▶ **Instructions for the task**
Word for word, quote all of the material, omitting the pictures.

▶ **Material provided**

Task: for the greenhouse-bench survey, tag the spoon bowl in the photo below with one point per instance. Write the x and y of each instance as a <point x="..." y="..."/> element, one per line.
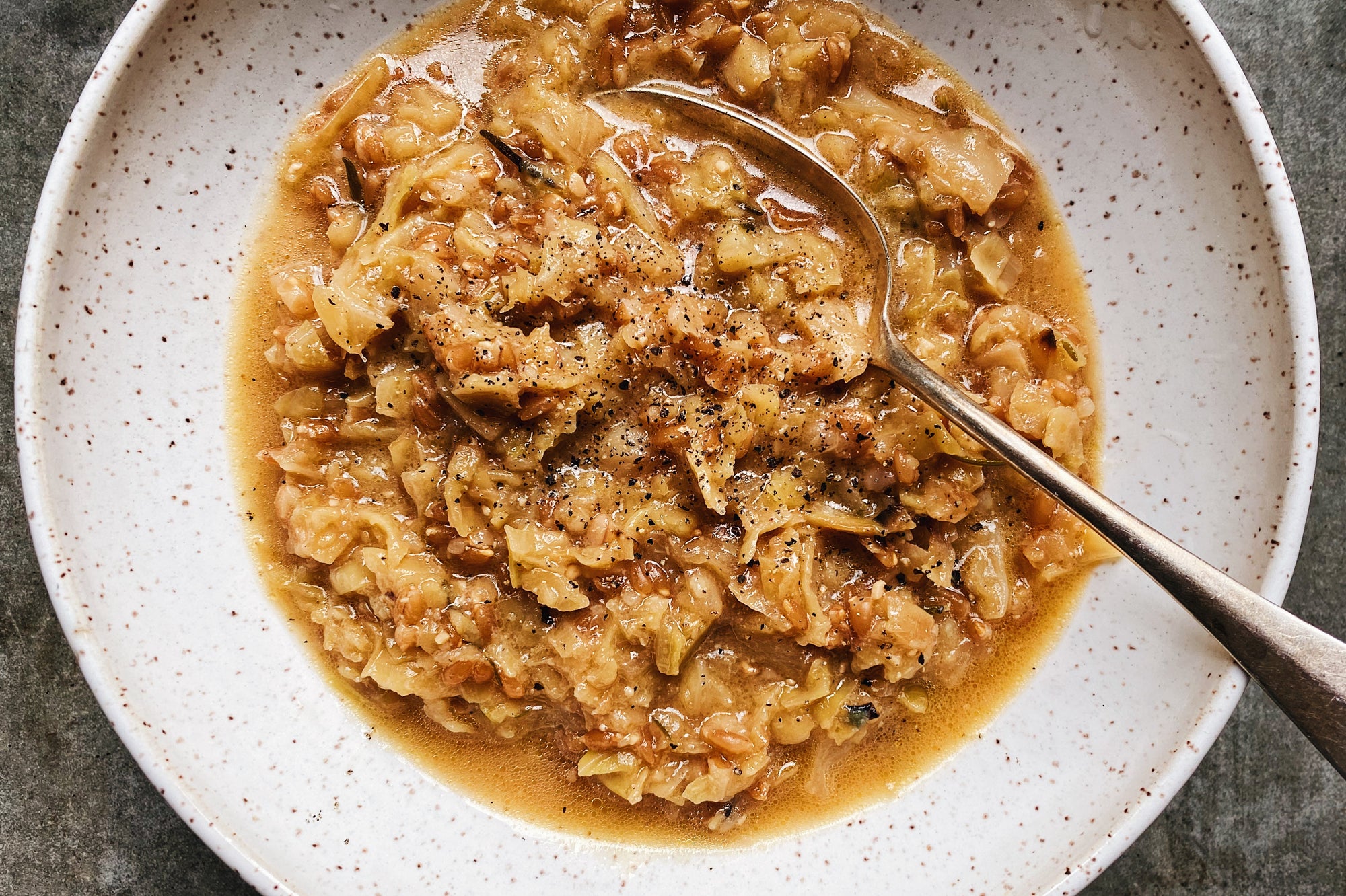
<point x="1300" y="667"/>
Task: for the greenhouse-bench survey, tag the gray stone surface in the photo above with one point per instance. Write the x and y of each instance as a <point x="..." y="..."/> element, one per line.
<point x="1262" y="815"/>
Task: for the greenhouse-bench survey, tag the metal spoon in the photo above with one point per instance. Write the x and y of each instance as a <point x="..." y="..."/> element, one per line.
<point x="1302" y="668"/>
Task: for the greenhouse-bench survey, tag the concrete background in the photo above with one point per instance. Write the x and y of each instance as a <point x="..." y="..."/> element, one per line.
<point x="1263" y="815"/>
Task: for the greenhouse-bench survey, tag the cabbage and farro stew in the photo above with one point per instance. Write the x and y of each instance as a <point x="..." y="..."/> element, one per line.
<point x="578" y="442"/>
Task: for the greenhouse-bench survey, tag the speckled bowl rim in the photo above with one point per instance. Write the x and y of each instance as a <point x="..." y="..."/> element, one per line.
<point x="1296" y="281"/>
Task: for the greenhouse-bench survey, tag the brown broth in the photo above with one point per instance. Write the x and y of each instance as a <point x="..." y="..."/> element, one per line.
<point x="528" y="780"/>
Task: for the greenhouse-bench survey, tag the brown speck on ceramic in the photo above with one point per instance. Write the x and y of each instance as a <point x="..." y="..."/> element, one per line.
<point x="1188" y="231"/>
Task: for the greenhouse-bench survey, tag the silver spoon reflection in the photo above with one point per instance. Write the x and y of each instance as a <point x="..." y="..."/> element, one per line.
<point x="1302" y="668"/>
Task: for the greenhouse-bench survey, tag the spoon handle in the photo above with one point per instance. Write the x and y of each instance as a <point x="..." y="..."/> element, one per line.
<point x="1300" y="667"/>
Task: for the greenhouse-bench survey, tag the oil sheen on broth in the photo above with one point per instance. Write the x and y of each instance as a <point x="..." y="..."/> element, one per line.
<point x="644" y="353"/>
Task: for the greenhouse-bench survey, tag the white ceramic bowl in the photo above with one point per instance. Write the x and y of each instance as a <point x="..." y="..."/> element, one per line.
<point x="1181" y="213"/>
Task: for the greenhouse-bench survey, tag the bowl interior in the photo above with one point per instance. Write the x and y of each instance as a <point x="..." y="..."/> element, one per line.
<point x="1207" y="344"/>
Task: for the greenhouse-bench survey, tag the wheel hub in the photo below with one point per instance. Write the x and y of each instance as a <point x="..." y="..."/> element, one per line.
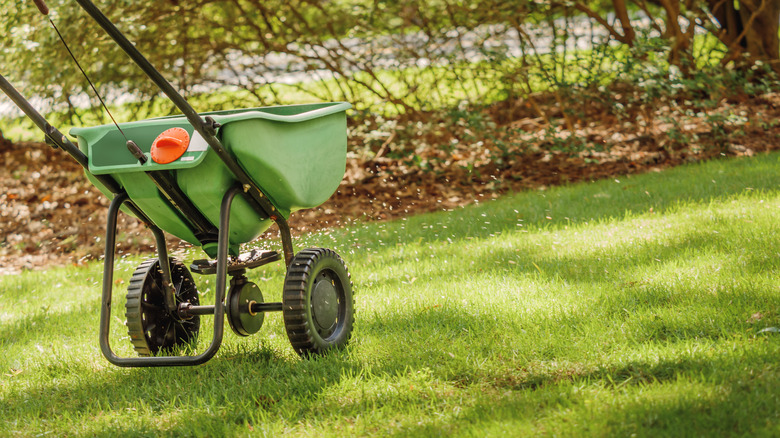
<point x="325" y="304"/>
<point x="241" y="318"/>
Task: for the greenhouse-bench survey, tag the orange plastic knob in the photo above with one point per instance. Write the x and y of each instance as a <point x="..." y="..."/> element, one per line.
<point x="170" y="145"/>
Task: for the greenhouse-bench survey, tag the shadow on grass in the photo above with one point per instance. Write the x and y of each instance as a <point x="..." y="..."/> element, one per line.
<point x="724" y="395"/>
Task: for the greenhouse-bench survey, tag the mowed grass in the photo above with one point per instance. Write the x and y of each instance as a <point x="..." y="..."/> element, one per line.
<point x="645" y="306"/>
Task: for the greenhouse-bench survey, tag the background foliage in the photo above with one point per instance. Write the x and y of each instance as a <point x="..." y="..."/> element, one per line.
<point x="396" y="57"/>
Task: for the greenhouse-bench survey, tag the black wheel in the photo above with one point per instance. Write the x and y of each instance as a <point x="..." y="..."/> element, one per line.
<point x="317" y="302"/>
<point x="151" y="327"/>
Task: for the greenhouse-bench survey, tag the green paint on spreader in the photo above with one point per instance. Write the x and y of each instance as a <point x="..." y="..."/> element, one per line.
<point x="296" y="154"/>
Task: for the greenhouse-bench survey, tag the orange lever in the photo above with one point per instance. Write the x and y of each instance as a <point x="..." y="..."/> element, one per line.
<point x="170" y="145"/>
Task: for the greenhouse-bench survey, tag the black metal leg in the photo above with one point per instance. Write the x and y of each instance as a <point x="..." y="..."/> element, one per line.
<point x="284" y="231"/>
<point x="165" y="267"/>
<point x="219" y="304"/>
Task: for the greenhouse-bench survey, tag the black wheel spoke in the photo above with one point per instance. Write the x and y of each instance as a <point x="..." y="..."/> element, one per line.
<point x="151" y="327"/>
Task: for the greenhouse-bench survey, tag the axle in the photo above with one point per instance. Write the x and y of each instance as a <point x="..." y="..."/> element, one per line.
<point x="187" y="310"/>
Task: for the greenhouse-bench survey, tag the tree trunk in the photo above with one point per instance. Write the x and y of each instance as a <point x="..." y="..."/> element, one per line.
<point x="751" y="27"/>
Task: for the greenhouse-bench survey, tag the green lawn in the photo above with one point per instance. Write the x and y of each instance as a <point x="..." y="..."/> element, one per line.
<point x="619" y="307"/>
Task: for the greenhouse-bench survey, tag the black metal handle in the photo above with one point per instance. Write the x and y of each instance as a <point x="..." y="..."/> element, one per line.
<point x="42" y="7"/>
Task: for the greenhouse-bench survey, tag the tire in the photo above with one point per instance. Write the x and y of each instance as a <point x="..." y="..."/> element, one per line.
<point x="151" y="327"/>
<point x="317" y="302"/>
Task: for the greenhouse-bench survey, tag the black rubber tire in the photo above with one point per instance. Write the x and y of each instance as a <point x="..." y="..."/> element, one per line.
<point x="151" y="327"/>
<point x="316" y="323"/>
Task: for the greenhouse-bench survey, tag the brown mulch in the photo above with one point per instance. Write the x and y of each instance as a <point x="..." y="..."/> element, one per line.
<point x="51" y="215"/>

▶ **Exercise response**
Task: for the greenhouse-bench survey, tag the spoon bowl in the photo below with one point per instance. Write the x and y of each instance as a <point x="..." y="..."/> element, one per line.
<point x="1300" y="667"/>
Task: for the greenhouse-bench survey, tag the gray stone surface in the photo above with one point per instance. Write the x and y of each instance as a <point x="..." y="..."/> element, one per line.
<point x="1262" y="815"/>
Task: for the greenhouse-bench survey, tag the metal spoon in the photo above with one point per instance. Write the x and y of each instance as a <point x="..." y="..."/> element, one per line.
<point x="1302" y="668"/>
Task: for the greenhouse-bench survey, tag the concrete background in the photo above with one point per instance. Write the x and y of each instance as a <point x="..." y="..."/> element, one per line.
<point x="1263" y="815"/>
Task: for the greenhouse-bench survey, tag the cabbage and farro stew in the photo above with one point per instance. Write the x and y of each instance as a <point x="..." y="..."/> element, one per line.
<point x="578" y="442"/>
Task: for the greenhouse-bench survey, tag the speckled bowl rim in the photo above with one point per instance. Write the x and y of each instance as a <point x="..." y="..."/> element, one per line.
<point x="1296" y="281"/>
Task: for the greenhouse-bench survey, tag the brown broth in the photo above with one point per instance. Write the x and y of each instance as a <point x="..." y="..."/> element, one per line.
<point x="528" y="780"/>
Task: for the greenhouse-bench survey, tag the brown speck on ceramic in the photo above with one point per instance. Write the x and y of each instance as a <point x="..." y="..."/> element, one per line.
<point x="1188" y="231"/>
Task: for the greenhouse-bench survey, tag the silver spoon reflection in the photo above with one point per instance. Write the x and y of each instance as a <point x="..." y="..."/> element, one per line.
<point x="1302" y="668"/>
Task: for the greenhouse-bench survey, tag the spoon handle in the photo above with one point per instance. Write the x and y of each instance as a <point x="..." y="..."/> element, one per line.
<point x="1300" y="667"/>
Task: for the greenhouse-bench survey, tag the oil sheen on broth in the photo above with one point per instance. Write the x and y of each instance as a <point x="..." y="..."/> element, one per line.
<point x="644" y="353"/>
Task: for the greenhouse-bench survey, tag the white ceramic bowl in the photo above with one point per instance. Write the x and y of each instance as a <point x="..." y="..."/> element, one per line.
<point x="1181" y="213"/>
Task: for the greenhouse-bench survey, tag the bowl interior in the photo above with one point per instance. Write the x and y of each instance as a <point x="..." y="..."/> element, one per line.
<point x="1207" y="344"/>
Task: for the greenhouse-bench survey, tag the wheel hub in the photo below with one point per instance. Write the x and y of each instance as a <point x="..." y="..."/> element, one per line.
<point x="325" y="304"/>
<point x="241" y="318"/>
Task: for the greenhouse-bench survey, tag the orange plastic knob in the photo above with one point per instance. Write the x and y of each instance as a <point x="..." y="..."/> element, one per line.
<point x="170" y="145"/>
Task: for the greenhouse-bench survey, tag the shadow on grass in the photo above with one point per instance. Write the x and y of each instance as a <point x="..." y="..."/> element, one per line.
<point x="724" y="395"/>
Task: for the greenhouse-bench survey, tag the mowed grass in the photo above with one point per instance. Write the x and y of each instance as a <point x="..." y="..."/> element, one per line.
<point x="645" y="306"/>
Task: for the greenhouse-bench survey, tag the background foliage in the photo above with one point per instance. Write the x and y of each instance as a <point x="..." y="..."/> element, one per line.
<point x="396" y="57"/>
Task: for the greenhouse-bench survey, tag the black wheel in the photo above with one point per instance. Write the x and y of each instance as a <point x="..." y="..."/> element, one per line.
<point x="317" y="302"/>
<point x="151" y="327"/>
Task: for the greenhouse-bench survey, tag the green paint on spreader in the photo above with one point per instance. Write the x and y of each instance as a <point x="..." y="..."/> element, one per line.
<point x="296" y="154"/>
Task: for the greenhouse-bench survey, tag the orange lever in the photo above with one point per instance. Write the x and y of each instance as a <point x="..." y="..."/> element, one per line.
<point x="170" y="145"/>
Task: for the greenhouse-bench survey, tag the black metal leg in the photo above with one point per instance. Write the x and y of each instance as a <point x="..." y="..."/> element, one per line.
<point x="284" y="231"/>
<point x="165" y="267"/>
<point x="219" y="304"/>
Task: for the greenhouse-bench survey, tag the black wheel spoke in the photo above with one point per instance. Write the x and y of each instance as a <point x="..." y="..."/> element, one per line.
<point x="151" y="327"/>
Task: for the greenhouse-bench survey, tag the axle in the photo above with one point per instance. Write the x and y of each instance as a <point x="..." y="..."/> element, one per line.
<point x="187" y="310"/>
Task: for the greenhouse-bench survey, tag the tree trunk in the photo above with one point per instance. Write the x and y of each instance as a <point x="..." y="..."/> element, one per line.
<point x="751" y="27"/>
Task: for the greenhouse-bench survey, tag the green lawn in the photo above with one point per instance. Write the x and y of each instance as a <point x="..." y="..."/> element, one per line.
<point x="619" y="307"/>
Task: for the greenhouse-bench survey, tag the black metal handle in the photo above with one point per instance. Write the x and y of each instance as a <point x="..." y="..."/> element, one per line.
<point x="42" y="7"/>
Task: for the greenhouse-bench survey, tag the tire in the photo above with one point per instance. Write the x and y of each instance as a <point x="..." y="..."/> element, one per line.
<point x="151" y="327"/>
<point x="317" y="302"/>
Task: for the greenhouse-bench survey, tag the black rubber tire in the photo above with one point per instance. Write the x and y of each instance as a <point x="..." y="..."/> element, one per line.
<point x="151" y="327"/>
<point x="316" y="323"/>
Task: for the greenhouse-bench survey, tag the brown mulch in the photo above with one point per instance. Write the x and y of each instance as a <point x="..." y="..."/> element, one per line.
<point x="51" y="215"/>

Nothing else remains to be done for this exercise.